WHAT IS EXPECTED | Reproduce the records word for word, beginning at their first line and stopping after the line that contains "23L804 7L788 2L529". Leave the pictures out.

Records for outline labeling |
━━━━━━━━━━━━━━━━━━━━━━━━━━━━━━

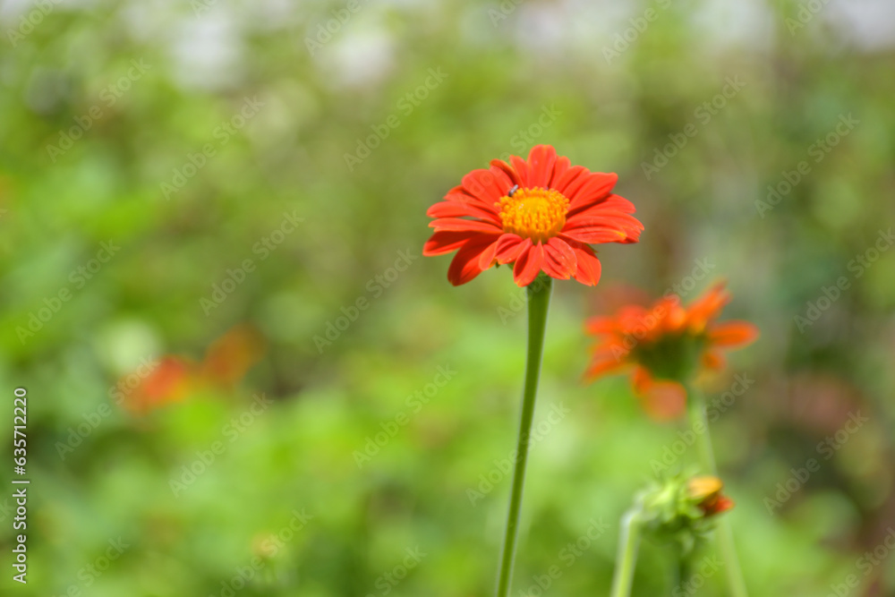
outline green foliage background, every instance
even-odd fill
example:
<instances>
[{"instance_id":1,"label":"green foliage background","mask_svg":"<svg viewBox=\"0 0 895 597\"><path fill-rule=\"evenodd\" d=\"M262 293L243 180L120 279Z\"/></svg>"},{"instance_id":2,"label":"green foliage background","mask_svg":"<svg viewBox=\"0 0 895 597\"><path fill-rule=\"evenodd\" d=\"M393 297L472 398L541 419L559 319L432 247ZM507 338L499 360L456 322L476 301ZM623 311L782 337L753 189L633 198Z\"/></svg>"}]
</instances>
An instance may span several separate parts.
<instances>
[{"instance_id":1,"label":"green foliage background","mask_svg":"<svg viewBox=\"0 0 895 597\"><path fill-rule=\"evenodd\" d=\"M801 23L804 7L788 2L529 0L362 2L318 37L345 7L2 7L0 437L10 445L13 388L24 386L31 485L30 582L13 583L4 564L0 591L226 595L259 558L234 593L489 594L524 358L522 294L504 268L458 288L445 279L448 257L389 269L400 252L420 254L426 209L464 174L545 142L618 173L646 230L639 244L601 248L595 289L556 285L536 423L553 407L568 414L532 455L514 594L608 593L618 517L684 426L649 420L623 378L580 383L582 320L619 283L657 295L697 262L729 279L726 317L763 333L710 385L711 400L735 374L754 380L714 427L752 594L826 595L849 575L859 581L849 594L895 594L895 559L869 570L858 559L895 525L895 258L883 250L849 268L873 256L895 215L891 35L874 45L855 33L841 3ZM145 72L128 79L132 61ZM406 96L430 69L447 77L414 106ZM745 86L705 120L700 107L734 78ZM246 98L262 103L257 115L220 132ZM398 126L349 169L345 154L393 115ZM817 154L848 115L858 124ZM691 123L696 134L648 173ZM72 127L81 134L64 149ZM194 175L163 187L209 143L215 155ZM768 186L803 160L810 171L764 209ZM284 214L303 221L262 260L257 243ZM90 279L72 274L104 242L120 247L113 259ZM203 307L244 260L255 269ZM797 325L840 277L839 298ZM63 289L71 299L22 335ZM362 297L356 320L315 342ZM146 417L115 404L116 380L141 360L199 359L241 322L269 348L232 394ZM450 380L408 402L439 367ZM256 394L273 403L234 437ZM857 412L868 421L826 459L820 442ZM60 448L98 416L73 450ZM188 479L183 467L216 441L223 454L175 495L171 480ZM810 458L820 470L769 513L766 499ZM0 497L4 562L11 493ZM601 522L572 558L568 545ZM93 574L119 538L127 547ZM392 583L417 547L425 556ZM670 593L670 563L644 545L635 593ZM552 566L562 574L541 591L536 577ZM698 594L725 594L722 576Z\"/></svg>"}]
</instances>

━━━━━━━━━━━━━━━━━━━━━━━━━━━━━━

EXERCISE RESPONSE |
outline green foliage background, every instance
even-odd fill
example:
<instances>
[{"instance_id":1,"label":"green foliage background","mask_svg":"<svg viewBox=\"0 0 895 597\"><path fill-rule=\"evenodd\" d=\"M262 293L243 180L120 279Z\"/></svg>"},{"instance_id":2,"label":"green foliage background","mask_svg":"<svg viewBox=\"0 0 895 597\"><path fill-rule=\"evenodd\" d=\"M393 297L472 398L541 419L559 319L432 247ZM507 338L499 360L456 322L476 301ZM623 311L782 337L753 189L633 198Z\"/></svg>"}]
</instances>
An instance may span several separate parts.
<instances>
[{"instance_id":1,"label":"green foliage background","mask_svg":"<svg viewBox=\"0 0 895 597\"><path fill-rule=\"evenodd\" d=\"M801 23L804 7L788 2L529 0L362 2L318 37L345 7L2 7L0 437L10 445L13 388L24 386L31 485L30 582L13 583L4 564L0 591L226 595L259 558L234 593L489 594L524 358L522 294L504 268L458 288L445 279L448 257L389 269L400 252L420 254L426 209L464 174L545 142L618 173L646 230L639 244L601 248L595 289L556 285L536 423L553 407L568 414L532 455L514 594L608 593L618 517L684 426L649 420L623 378L580 383L582 320L619 283L657 295L697 262L729 279L726 317L763 333L710 385L711 400L735 374L754 380L714 427L752 594L826 595L849 575L859 581L849 594L895 594L895 559L869 570L858 559L895 525L895 258L883 250L849 268L873 256L895 215L891 35L874 45L855 33L841 3ZM145 72L128 79L132 61ZM406 96L430 69L447 77L414 106ZM745 86L705 120L700 107L734 78ZM246 98L262 103L257 115L220 132ZM398 126L349 169L345 154L393 115ZM817 154L848 115L858 124ZM691 123L696 134L648 173ZM72 127L81 134L64 149ZM194 175L163 187L209 143L215 155ZM768 186L803 160L810 171L764 209ZM284 214L303 221L262 260L257 243ZM90 279L72 274L104 242L120 247L113 259ZM203 307L244 260L255 269ZM797 325L840 277L839 298ZM63 289L71 299L22 335ZM362 297L356 320L315 342ZM146 417L115 404L116 380L141 360L199 359L241 322L269 348L232 394ZM450 380L408 402L439 367ZM256 394L273 403L234 437ZM857 412L868 421L826 459L820 442ZM60 448L98 416L73 450ZM188 479L183 467L216 441L223 454L175 495L171 480ZM810 458L820 470L769 513L766 499ZM0 497L4 562L11 493ZM601 522L572 558L568 545ZM93 574L119 538L127 547ZM392 583L417 547L425 556ZM670 593L670 563L644 545L635 593ZM552 566L562 574L541 591L536 577ZM698 594L725 594L722 576Z\"/></svg>"}]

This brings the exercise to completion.